Given problem> Can you gather every line in the items below that contains the word "wall"? Case counts.
..........
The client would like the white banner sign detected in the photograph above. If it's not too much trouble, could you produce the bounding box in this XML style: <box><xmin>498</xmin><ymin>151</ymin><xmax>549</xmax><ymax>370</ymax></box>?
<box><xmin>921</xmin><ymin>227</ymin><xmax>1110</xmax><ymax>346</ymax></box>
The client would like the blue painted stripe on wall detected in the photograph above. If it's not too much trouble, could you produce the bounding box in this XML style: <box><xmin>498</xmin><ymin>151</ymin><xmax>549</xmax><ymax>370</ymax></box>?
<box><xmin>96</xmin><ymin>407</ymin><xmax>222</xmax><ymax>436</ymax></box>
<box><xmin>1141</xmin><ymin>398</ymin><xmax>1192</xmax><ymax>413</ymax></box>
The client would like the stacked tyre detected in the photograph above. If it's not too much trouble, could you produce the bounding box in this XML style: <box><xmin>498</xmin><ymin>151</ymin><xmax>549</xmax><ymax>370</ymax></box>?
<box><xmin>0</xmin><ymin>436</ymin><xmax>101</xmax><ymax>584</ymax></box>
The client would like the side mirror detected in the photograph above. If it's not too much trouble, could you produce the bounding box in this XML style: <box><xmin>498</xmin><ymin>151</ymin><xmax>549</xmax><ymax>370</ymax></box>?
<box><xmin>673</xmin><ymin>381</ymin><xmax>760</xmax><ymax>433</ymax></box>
..........
Right answer>
The client would like the blue painted stripe on wall detected in the photograph above. If it's not too much trouble, could you produce the bounding box in this XML style: <box><xmin>498</xmin><ymin>151</ymin><xmax>549</xmax><ymax>370</ymax></box>?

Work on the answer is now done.